**DOCUMENT EXCERPT:**
========================================

There are several core concepts that should be implemented, and it should be possible to either write some parseable strings or it should be possible to build them some other way. Personally I like parseable strings, take a look at w:en:Well-known text for example.
I think some of the problems regarding the modeling of this is lack of expertise in statistics, probability and real life wetting and analysis of data. It was simply expected that this was a simple problem with simple solutions, but it is not, it is quite complex. Jeblad (talk) 21:01, 17 August 2014 (UTC)
Thanks alot Jeblad for the extensive write-up. I agree with your concept of modeling. Featuring collections of values/multivalued statements would be the most sane way of representing uncertainty when it comes to representing possible alternatives, like for the dates in the example. It would be a step into the right direction although there would still be the need for a solution regarding uncertain values without alternatives (assumptions), like the other example of "someone might have been someone else". However, with multivalued statements, the impact on the data model would probably be quite huge and according to the attention the topic receives, I am convinced that this will not be implemented in the far future and the problem will not be highlighted before there is a lot of misleading data in the database already... Random knowledge donator (talk) 09:56, 25 August 2014 (UTC)
@Jeblad, Random knowledge donator: I've got these ideas, but I don't know if that would be practical. This is also related to some properties that take as value "items", but sometimes with just a string would be enough (P:P1420, I'm looking at you...).--Micru (talk) 13:51, 25 August 2014 (UTC)

Adding more expressive features to Wikidata[edit]

Hi all. @Jeblad, Random knowledge donator, Micru: Jeroen asked me to comment here, so here is my attempt at an answer. What you are discussing has many different aspects and the discussion has already turned into something rather hard to digest. I might be missing some of the proposals. But on a general note, in order to ever achieve a result in such discussions, it is important not to come up with new examples in each reply. You will always find something else that does not work. A better approach would be to make a list of use cases (in the form of statements that one could want to make). Then one can decide if we want to support these statements or not, whether we already have a way to model them or not, and whether we want to have new features in some future to capture them or not.

========================================

**LISTED ENTRIES:**

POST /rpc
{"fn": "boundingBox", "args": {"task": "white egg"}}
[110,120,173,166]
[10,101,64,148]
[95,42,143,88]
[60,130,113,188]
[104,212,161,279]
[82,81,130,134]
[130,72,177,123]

========================================

**EXERCISE TASKS:**
1. In the Wikidata discussion on modeling uncertain values, who asked the last commenter to weigh in?
2. Write what comes next in the Wikidata discussion on modeling uncertain values, picking up after its last sentence.
This data isn't needed for anything here.

**TASK ANSWERS:**
1. Jeroen

2.
I hope that we all agree that there will always be knowledge that cannot be captured accurately in a computer, whatever tool or system we use. But I have a feeling that not all of us might fully be aware of all of the reasons for this. I guess most of us are aware of several kinds of "knowledge" that are clearly out of scope for Wikidata (and maybe any computer):

  1. Beliefs and feelings. One could call this "vague knowledge" but it's not the kind of vagueness that the discussion here was about. It's highly personal and not something that people can easily nail down even in words, not to mention statements in a fixed format.
  2. Understanding. Somebody who studied, e.g., Wittgenstein's philosophy for ten years may (hopefully) have acquired a kind of knowledge that is more than a mere collection of facts. Learning all the facts by heart won't be enough to obtain this. Deep understanding leads to new ways of thinking. This cannot be captured in a database of any kind, since databases don't think.
  3. Process knowledge. Knowledge like "how to knit a pair of socks" is process knowledge that involves a lot of implicit skills that one gets only by practising (if you ever read a written manual on knitting, you know what I mean). This type of knowledge is largely out of scope for Wikidata.

One could add more, but this is only to clarify that some things we might call "knowledge" are without dispute beyond our reach. But even if we restrict to a "formal" kind of knowledge that seems more liable to machine representation, we have to be aware of certain limitations:

  1. Computability and undecidability. There are many fully formal systems of knowledge with a clear and "mechanical" meaning that cannot be fully implemented in computers. These insights go back to Turing and Goedel: there are mathematical functions that no computer can compute and there is no computer that can draw all logical conclusions.
  2. Practicality and complexity. Even if a computer can compute a desired answer in principle, the task might be extremely hard in the sense that there cannot be any tractable algorithm for solving it. Such hardness results can be shown by mathematical proof.

How do these things affect us here? The answer is that answering queries (as used in the examples of Random knowledge donator) is a computing task. When we make the knowledge model more powerful, this task will become harder, maybe even undecidable. Then we have managed to express the world in greater detail and yet will not get the answers that this formalised knowledge should give us. Since Wikidata is a data management platform and not a theorem prover, this would not be a very good situation to be in.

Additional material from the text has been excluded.